▼

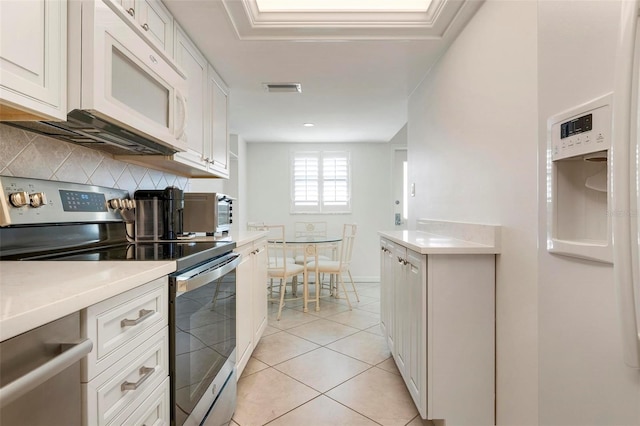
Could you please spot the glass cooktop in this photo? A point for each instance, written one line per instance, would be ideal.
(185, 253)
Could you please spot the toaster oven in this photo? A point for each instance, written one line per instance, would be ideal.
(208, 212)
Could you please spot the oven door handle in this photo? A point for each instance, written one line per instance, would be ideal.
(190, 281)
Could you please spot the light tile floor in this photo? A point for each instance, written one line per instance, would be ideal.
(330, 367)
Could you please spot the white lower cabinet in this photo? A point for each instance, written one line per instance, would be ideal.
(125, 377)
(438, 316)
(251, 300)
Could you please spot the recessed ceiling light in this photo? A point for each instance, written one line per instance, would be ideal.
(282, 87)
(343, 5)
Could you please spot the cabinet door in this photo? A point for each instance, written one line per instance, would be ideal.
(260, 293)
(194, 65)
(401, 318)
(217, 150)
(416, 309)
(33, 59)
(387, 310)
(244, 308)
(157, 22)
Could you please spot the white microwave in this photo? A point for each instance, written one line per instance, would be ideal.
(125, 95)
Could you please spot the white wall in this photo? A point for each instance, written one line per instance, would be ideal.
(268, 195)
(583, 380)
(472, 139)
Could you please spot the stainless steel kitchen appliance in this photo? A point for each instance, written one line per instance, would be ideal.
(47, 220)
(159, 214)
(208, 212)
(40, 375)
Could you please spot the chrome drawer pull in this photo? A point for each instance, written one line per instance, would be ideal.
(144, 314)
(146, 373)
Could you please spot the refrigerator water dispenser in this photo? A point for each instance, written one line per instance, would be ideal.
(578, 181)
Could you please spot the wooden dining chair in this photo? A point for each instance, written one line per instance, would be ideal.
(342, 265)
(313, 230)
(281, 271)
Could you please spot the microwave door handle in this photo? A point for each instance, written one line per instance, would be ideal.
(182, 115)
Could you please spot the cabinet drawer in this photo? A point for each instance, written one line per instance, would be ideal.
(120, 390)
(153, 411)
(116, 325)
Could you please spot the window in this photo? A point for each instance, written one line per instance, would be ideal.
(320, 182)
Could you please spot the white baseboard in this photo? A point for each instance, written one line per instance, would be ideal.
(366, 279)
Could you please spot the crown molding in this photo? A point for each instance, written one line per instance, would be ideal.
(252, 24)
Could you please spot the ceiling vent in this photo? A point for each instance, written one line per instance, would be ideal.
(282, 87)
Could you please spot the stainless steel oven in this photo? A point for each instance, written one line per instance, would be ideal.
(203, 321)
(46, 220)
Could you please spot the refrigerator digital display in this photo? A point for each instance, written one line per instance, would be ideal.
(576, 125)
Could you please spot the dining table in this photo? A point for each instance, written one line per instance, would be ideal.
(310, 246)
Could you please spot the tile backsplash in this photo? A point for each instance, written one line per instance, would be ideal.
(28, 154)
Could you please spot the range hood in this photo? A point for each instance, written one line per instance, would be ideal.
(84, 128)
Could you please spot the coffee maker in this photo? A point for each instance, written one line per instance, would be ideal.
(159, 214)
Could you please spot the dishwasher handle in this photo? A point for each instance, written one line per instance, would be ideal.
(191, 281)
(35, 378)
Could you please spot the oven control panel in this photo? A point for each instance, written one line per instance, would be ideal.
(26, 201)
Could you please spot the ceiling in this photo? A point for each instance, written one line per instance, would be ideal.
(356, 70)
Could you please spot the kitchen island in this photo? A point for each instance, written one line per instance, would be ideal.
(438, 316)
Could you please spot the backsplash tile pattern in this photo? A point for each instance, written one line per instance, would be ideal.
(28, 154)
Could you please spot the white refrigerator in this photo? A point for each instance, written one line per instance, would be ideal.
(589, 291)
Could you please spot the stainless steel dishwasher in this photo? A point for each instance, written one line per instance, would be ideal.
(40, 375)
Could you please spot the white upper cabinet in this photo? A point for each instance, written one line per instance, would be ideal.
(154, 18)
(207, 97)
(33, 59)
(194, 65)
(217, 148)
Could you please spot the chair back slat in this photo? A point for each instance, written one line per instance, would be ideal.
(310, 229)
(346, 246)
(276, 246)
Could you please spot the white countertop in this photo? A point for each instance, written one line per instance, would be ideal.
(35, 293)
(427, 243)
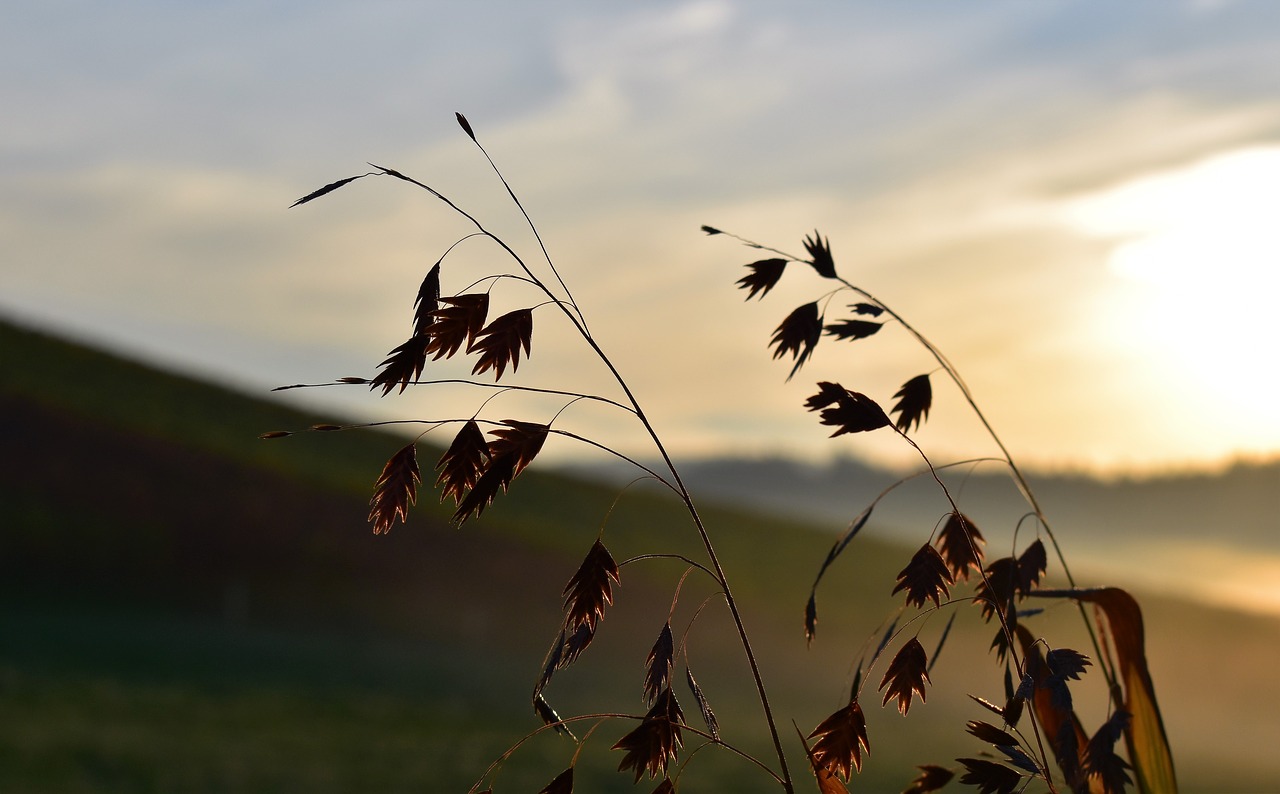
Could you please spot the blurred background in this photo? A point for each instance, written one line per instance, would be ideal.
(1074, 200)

▲

Only the text of the listing above is wanted, transcribed exactly, without its images.

Solution to this task:
Could you please spot the glass cooktop in this photo? A point for each instance, written one line per instance, would be ideal.
(185, 253)
Could you please spot the toaster oven in this photo? A point for each instance, written one line per instance, would be ideal.
(208, 212)
Could you please spot the oven door handle in this photo? A point for each instance, written one line per instance, would be ideal.
(190, 281)
Could you please spot the light tile floor in this photo? A point for each instance, written one line per instance, would be ideal.
(330, 367)
Could you please spot the white lower cabinet in this photo? A point for each instance, written one line per instance, would be ideal.
(125, 377)
(438, 316)
(251, 300)
Could you please spot the recessed ceiling light in this photo? A point for each instance, written one line per instance, would be ideal.
(282, 87)
(343, 5)
Could you please spot the cabinet door in this photo? A point for each instance, written one line per instance, would be ideal.
(260, 293)
(194, 65)
(401, 318)
(217, 150)
(416, 309)
(33, 59)
(387, 310)
(244, 308)
(157, 22)
Could you please spot the white microwave in this photo? A point for each instance, written one line per instance, would be ideal.
(125, 95)
Could you please spot the white wall in this photo? A point for each instance, written one line per instance, would be ideal.
(268, 195)
(583, 380)
(472, 139)
Could you please spot the stainless steel kitchen appliance in this photo? A point for each instance, written one line per instance, would be ideal.
(47, 220)
(159, 214)
(208, 212)
(40, 375)
Could you please spot the chrome drawer pull in this photo? A point for each instance, written one line per instance, would be ideal.
(144, 314)
(146, 373)
Could you please spot the refrigerator water dispenser in this photo? A point for each instance, written one line per instance, would be ideal.
(578, 181)
Could you please spot the wooden dining chair in this photo? A point for each instance, written one line per instance, would be ideal.
(342, 265)
(313, 230)
(281, 271)
Could you please spot the microwave door handle in this photo? A point for each instance, written one line per instance, would be ideal.
(182, 115)
Could you please spot the cabinet drawer in this photo? A point for each instance, written one line per instance, would be ideal.
(120, 390)
(153, 411)
(116, 325)
Could you please spot the window in this photo? A point for each instance, written one line per instance, would be ideal.
(320, 182)
Could you please spot the white baseboard in this photo? A point for each instance, written one line per instance, would be ideal.
(366, 279)
Could you please spot the crown molding in this photo? A point for each instance, written one line per instance, would be ideal.
(252, 24)
Could you please spot the ceiling vent in this photo? A point for each instance, written one line per instance, would be ideal.
(282, 87)
Could you please spot the stainless steel oven in this photo? A point for each instance, written one line per instance, would be ideal.
(203, 321)
(46, 220)
Could you please spot the refrigerator digital display in this photo? A point for each instance, written one line per instance, would be ideal.
(576, 125)
Could you please spot the dining table in this photo? A point for each instance, written one line per instance, would be ideal.
(310, 246)
Could you please spot the tile backsplash in this photo? A point for each instance, written one line per instance, would be ideal.
(28, 154)
Could you please spot the range hood in this photo? A point for each instance, written one line per instance, would be ideal.
(84, 128)
Could you please spot the coffee maker in this photo? A point for each instance, written one line per instance, would be ideal.
(159, 214)
Could you please spot the dishwasher handle in this photo? A point for each instance, written one line per instance, would be ideal.
(191, 281)
(35, 378)
Could you please spot the oven control panel in this photo? A point for each instance, written one line per instance, would be ideal.
(26, 201)
Could you please spot the ceiling in this photo? A point for each instance, written one line per instance, would be ideal.
(356, 70)
Could you please spot the kitchen island in this photo? A point for each instance, written one line per instance, would be ideal.
(438, 316)
Could you please spot the backsplash tile pattern in this photo? A point for each instance, written one line per instance, would be ideal.
(28, 154)
Could you please spot the white refrigerator in this photo? A point for each instance, written one line per instance, would be ideal.
(589, 291)
Could you please spot the stainless steel dishwasher in this photo? A point for each instance, written one line per instance, would be ideal.
(40, 375)
Could you please spot the white upper cabinet in this photo? A point for each instance, written one line per instance, would be ideal.
(154, 18)
(207, 97)
(33, 59)
(194, 65)
(217, 148)
Could you please spot the chair back slat in this photo? A point for each instance, written one line per instance, would be ideal.
(310, 229)
(346, 246)
(276, 246)
Could you please spot the white countertop in this photo? A point for each instance, written one line per instance, would be ideal.
(35, 293)
(427, 243)
Could you please spot the blurred background in this photo? A point for each instance, written one line per instance, would be ideal.
(1074, 200)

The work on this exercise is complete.